Excerpts from a dataset
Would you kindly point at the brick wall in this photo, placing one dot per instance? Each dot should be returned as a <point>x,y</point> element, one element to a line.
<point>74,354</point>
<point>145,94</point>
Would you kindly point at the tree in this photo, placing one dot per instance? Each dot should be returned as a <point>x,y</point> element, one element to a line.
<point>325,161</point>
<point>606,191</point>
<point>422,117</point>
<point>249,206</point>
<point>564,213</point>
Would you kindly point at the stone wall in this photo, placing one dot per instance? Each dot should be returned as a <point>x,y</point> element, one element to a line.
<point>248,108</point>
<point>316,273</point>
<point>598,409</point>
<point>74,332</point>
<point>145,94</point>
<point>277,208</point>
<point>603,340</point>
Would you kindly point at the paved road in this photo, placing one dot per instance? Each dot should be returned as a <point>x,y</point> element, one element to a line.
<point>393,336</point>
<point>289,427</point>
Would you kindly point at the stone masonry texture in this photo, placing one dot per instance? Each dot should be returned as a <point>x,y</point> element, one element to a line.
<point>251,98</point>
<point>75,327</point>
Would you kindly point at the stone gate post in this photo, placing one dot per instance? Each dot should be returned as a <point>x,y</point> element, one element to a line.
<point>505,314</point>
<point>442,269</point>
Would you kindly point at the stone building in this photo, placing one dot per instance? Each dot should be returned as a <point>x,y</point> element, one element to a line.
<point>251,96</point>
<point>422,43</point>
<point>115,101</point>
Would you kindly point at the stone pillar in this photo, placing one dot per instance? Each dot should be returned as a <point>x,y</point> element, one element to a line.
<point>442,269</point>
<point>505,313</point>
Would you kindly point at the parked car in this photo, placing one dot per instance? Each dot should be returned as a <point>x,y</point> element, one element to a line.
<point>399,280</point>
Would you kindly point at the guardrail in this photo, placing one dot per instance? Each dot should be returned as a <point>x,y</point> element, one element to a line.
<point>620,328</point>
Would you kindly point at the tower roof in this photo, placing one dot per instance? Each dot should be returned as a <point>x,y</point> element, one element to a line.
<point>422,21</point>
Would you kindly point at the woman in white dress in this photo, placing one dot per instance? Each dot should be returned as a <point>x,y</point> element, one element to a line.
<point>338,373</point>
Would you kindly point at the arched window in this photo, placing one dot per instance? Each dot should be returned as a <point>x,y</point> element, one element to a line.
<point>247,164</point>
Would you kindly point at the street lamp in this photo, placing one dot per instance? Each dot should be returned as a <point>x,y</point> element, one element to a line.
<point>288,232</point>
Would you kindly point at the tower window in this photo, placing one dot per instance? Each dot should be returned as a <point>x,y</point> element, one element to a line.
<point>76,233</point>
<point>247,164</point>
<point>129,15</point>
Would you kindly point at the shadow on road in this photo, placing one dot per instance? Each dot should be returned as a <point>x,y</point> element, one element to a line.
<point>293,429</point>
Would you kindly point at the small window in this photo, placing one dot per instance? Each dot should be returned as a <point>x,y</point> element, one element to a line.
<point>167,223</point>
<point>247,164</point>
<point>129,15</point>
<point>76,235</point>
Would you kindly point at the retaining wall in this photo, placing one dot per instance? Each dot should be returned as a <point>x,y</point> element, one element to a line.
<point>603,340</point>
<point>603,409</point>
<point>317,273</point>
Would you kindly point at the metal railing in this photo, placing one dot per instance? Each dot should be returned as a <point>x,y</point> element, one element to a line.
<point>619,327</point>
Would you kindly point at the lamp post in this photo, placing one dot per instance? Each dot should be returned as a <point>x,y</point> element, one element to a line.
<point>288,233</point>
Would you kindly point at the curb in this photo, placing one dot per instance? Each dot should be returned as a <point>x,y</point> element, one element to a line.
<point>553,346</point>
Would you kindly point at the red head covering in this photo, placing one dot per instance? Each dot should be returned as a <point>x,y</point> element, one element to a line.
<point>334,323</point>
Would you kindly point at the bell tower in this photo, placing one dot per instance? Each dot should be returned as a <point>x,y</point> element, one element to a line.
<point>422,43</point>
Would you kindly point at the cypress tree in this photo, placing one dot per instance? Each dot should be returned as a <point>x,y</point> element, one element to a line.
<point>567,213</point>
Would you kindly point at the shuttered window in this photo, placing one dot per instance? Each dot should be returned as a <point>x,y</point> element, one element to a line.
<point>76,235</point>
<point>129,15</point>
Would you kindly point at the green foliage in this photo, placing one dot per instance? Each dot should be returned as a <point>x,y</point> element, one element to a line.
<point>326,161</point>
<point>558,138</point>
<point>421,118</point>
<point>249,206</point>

Task item:
A complete, exact copy of the entries is required.

The completed task:
Would you kindly point at the brick wall in this photo, placing one dot per instance? Each dot should be returned as a <point>x,y</point> element, one element to a line.
<point>74,354</point>
<point>145,94</point>
Would you kindly point at the tree in this photo, placing one dot per instance? Each dot should be returned as a <point>x,y</point> element, one element to a line.
<point>325,161</point>
<point>606,191</point>
<point>422,117</point>
<point>249,206</point>
<point>564,213</point>
Would you kindly point at the stone wall in this photo, placing one dot per instance? Each dot should be returned as a <point>x,y</point> element, one element to a line.
<point>248,108</point>
<point>316,273</point>
<point>598,409</point>
<point>74,332</point>
<point>145,94</point>
<point>277,208</point>
<point>603,340</point>
Would you kindly point at the paved road in this photo, placing one dot per instance? Each dot should be returned as a <point>x,y</point> element, one element to a line.
<point>393,336</point>
<point>289,427</point>
Would you kindly point at the stone masonry texture in this photo, placing one dot per instance? Each dot should be returned as a <point>x,y</point> element, one element to a line.
<point>251,98</point>
<point>75,327</point>
Would you kindly point at the stone gate post in this photo, placing one dot per instance? Each dot should be returned as a <point>x,y</point> element, one element to a line.
<point>505,314</point>
<point>442,269</point>
Would you kindly point at the stone building in this photo, placing one dot per instance? Each dot should be returned as a <point>x,y</point> element, one element to a line.
<point>251,96</point>
<point>422,43</point>
<point>115,101</point>
Would you kindly point at the stone pillar in this photo, placing one dot per instance? Each dot should be returned as a <point>x,y</point> element, one element to a line.
<point>442,269</point>
<point>505,313</point>
Would you kindly point at the parked car in this photo, placing one dot per instance? Each dot should be returned as a <point>x,y</point> element, one element to a line.
<point>399,280</point>
Would you kindly point at the guardrail in this photo, placing one dot per instance? Each dot should be returned as a <point>x,y</point> element, one element to a line.
<point>620,328</point>
Would you kindly point at the tower roof in this photo, placing one dot per instance? Each dot should be returned as a <point>x,y</point> element, one element to a line.
<point>422,21</point>
Would you kindly point at the woman in white dress in this photo, placing one dot per instance? Each dot should be returned as a <point>x,y</point> element, one element to a line.
<point>338,373</point>
Would you kindly point at the arched window in this photo, placing one dot per instance? Each dot should be returned as a <point>x,y</point> element, one element to a line.
<point>247,164</point>
Would you kindly point at the street lamp in this photo, placing one dot per instance? Each dot should be returned as a <point>x,y</point> element, one element to a line.
<point>288,232</point>
Would you kindly point at the tower window in this photo, placing one dot per instance? Each dot should be returned as a <point>x,y</point> element, one element to a line.
<point>76,233</point>
<point>247,164</point>
<point>129,15</point>
Would you kindly point at the shadow on road in this photo, placing one dot per instance? Each dot should be returned as a <point>x,y</point> element, one element to a line.
<point>293,429</point>
Would you kindly point at the small window in this photo, placing one dot per instance? Each dot should be returned as a <point>x,y</point> element, one element to a line.
<point>167,223</point>
<point>247,164</point>
<point>129,15</point>
<point>76,235</point>
Would you kindly point at the retaining wall in this photo, placing one dot per instance? Each dot should be returned as a <point>x,y</point> element, one element to a line.
<point>603,340</point>
<point>603,409</point>
<point>317,273</point>
Would you kindly point at the metal railing in this photo, placing one dot per instance? Each dot should be returned as a <point>x,y</point> element, one element to a line.
<point>619,327</point>
Would you kindly point at the lamp post in this photo, placing one dot per instance? Each dot should be returned as a <point>x,y</point> element, one element to a line.
<point>288,233</point>
Would you kindly point at the curb in this photo, placing one dot per instance? Each dot should be returned as a <point>x,y</point> element, one element to a line.
<point>553,346</point>
Would you kindly point at the red head covering in this photo, placing one dot per instance? Each dot should be returned as a <point>x,y</point> element, one element to a line.
<point>334,323</point>
Would you kindly point at the bell tower in this photo, placing one dot per instance? Each dot should be returned as a <point>x,y</point> element, one element to a line.
<point>422,43</point>
Would you kindly point at the cypress tree in this photo, placing one dot per instance? Each dot should be returned as a <point>x,y</point> element, one element to a line.
<point>567,213</point>
Would you kindly point at the shuttered window in this photo, placing one dot per instance? Each dot should be returned as a <point>x,y</point> element, one element to a line.
<point>76,235</point>
<point>129,15</point>
Would you kindly point at the green foliage in this photo, placing one dot per instance? Each dot should be returned as a <point>x,y</point> element, one element to a line.
<point>326,161</point>
<point>558,138</point>
<point>421,118</point>
<point>249,206</point>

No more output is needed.